### Tarefa proposta
Disponha em lista numerada o trecho que vai da primeira linha até a linha que contém "pixel 521 303", ambas incluídas, omitindo as linhas em branco. Deixe as imagens fora da resposta.

Itens armazenados do conjunto de dados
◇ ◇ ◇ ◇ ◇ ◇ ◇

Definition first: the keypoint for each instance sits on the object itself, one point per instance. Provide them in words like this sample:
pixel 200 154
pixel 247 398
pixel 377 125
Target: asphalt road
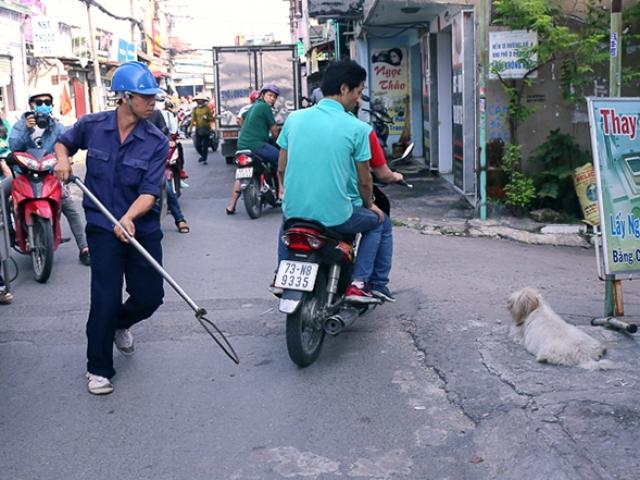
pixel 427 388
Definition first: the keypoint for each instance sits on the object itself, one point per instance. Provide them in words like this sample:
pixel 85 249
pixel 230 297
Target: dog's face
pixel 521 303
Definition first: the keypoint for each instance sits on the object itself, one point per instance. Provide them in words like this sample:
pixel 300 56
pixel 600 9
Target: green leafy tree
pixel 542 17
pixel 520 191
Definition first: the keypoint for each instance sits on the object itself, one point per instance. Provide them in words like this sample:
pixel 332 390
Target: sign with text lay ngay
pixel 616 152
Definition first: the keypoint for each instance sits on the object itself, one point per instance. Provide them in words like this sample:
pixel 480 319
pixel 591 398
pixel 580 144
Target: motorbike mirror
pixel 405 155
pixel 407 151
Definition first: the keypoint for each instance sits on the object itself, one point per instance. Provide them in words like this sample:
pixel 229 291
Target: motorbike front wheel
pixel 305 332
pixel 252 200
pixel 42 249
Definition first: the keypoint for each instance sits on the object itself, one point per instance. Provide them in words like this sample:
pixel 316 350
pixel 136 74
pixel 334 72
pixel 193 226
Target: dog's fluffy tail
pixel 593 365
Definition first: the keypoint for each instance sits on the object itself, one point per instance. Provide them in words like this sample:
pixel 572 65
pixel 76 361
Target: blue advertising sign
pixel 126 51
pixel 616 152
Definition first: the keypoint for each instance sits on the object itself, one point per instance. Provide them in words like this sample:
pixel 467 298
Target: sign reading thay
pixel 616 149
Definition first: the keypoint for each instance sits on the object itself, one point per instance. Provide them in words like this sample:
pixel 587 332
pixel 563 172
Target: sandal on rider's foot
pixel 182 226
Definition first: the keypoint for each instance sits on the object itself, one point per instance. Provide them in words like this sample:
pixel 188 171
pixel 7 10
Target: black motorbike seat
pixel 307 223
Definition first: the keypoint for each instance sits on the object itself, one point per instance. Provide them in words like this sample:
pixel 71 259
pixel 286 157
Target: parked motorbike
pixel 257 182
pixel 380 119
pixel 184 123
pixel 36 206
pixel 314 278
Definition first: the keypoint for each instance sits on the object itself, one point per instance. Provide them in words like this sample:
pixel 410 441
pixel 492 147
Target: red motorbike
pixel 36 206
pixel 173 172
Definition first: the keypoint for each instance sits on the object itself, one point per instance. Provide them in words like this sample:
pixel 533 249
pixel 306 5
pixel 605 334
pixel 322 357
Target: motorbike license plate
pixel 296 275
pixel 244 173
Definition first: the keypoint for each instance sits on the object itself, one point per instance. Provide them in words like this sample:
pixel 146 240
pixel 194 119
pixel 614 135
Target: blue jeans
pixel 172 203
pixel 270 154
pixel 373 263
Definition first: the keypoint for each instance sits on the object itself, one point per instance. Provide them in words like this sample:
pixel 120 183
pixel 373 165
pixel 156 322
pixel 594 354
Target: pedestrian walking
pixel 125 167
pixel 202 119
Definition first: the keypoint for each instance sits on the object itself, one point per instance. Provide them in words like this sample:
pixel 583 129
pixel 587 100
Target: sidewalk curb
pixel 475 228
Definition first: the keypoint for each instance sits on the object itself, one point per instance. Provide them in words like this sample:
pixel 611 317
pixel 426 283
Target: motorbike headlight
pixel 32 164
pixel 47 164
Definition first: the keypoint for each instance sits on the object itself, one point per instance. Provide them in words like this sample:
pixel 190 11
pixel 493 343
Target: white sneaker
pixel 6 297
pixel 124 341
pixel 98 385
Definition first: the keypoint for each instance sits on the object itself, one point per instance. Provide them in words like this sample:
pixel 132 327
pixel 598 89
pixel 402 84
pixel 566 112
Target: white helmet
pixel 39 93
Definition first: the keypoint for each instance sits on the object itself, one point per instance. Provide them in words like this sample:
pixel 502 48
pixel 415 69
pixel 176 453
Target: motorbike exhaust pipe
pixel 341 320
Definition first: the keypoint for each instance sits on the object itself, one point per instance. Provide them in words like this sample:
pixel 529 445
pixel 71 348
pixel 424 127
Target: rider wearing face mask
pixel 36 133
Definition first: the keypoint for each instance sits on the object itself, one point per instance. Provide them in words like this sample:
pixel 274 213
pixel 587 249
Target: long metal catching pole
pixel 200 312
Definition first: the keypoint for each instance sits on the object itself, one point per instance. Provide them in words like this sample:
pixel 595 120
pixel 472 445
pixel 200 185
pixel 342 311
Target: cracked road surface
pixel 430 387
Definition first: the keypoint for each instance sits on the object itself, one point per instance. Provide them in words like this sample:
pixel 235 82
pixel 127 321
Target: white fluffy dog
pixel 548 337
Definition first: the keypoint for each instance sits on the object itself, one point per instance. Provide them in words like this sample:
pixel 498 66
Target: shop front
pixel 422 70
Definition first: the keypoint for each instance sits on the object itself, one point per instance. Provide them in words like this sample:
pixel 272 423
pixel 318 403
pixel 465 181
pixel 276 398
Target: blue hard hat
pixel 134 77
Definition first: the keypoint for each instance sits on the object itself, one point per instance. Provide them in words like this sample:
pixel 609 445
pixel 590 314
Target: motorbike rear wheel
pixel 252 198
pixel 177 187
pixel 305 332
pixel 42 249
pixel 164 202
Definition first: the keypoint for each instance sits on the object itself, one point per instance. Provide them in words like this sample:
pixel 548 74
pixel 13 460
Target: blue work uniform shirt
pixel 118 173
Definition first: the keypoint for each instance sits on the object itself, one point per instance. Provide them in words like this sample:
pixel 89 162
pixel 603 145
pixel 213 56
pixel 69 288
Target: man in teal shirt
pixel 322 149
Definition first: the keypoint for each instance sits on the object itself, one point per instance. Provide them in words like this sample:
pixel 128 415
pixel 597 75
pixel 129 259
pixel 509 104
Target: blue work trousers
pixel 112 262
pixel 373 263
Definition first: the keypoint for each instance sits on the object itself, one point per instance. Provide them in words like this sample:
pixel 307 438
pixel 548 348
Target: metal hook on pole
pixel 210 327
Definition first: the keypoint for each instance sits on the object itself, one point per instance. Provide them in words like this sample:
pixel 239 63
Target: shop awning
pixel 393 12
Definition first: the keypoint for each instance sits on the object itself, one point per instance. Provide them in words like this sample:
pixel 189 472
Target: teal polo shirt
pixel 323 144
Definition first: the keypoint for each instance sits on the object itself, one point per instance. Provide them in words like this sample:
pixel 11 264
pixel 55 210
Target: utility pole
pixel 482 87
pixel 132 12
pixel 307 44
pixel 94 58
pixel 613 305
pixel 338 47
pixel 615 58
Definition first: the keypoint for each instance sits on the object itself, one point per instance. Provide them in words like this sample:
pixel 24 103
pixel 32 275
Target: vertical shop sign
pixel 390 85
pixel 426 86
pixel 457 101
pixel 104 42
pixel 45 37
pixel 616 151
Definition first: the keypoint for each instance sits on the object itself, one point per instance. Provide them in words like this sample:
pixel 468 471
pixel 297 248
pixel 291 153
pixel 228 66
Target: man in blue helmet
pixel 126 156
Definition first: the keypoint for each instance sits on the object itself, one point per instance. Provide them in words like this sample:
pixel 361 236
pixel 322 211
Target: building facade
pixel 422 59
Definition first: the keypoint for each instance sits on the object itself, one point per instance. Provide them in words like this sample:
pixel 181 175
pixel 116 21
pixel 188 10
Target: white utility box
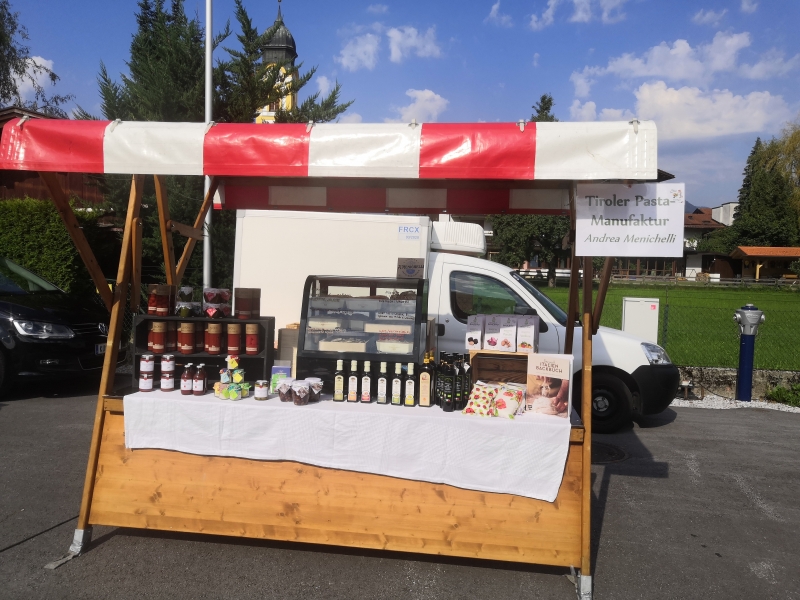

◇ ◇ ◇ ◇ ◇ ◇ ◇

### Resposta
1. Definition first: the keypoint for each instance sits on the object itself, one point per instance. Provide them in words like this sample:
2. pixel 200 154
3. pixel 247 398
4. pixel 377 125
5. Target: asphalt road
6. pixel 427 388
7. Definition first: the keypoint for each instance sits on the object itself, one point per instance. Provide them in words like this sample:
8. pixel 85 249
9. pixel 230 297
10. Target: dog's face
11. pixel 521 303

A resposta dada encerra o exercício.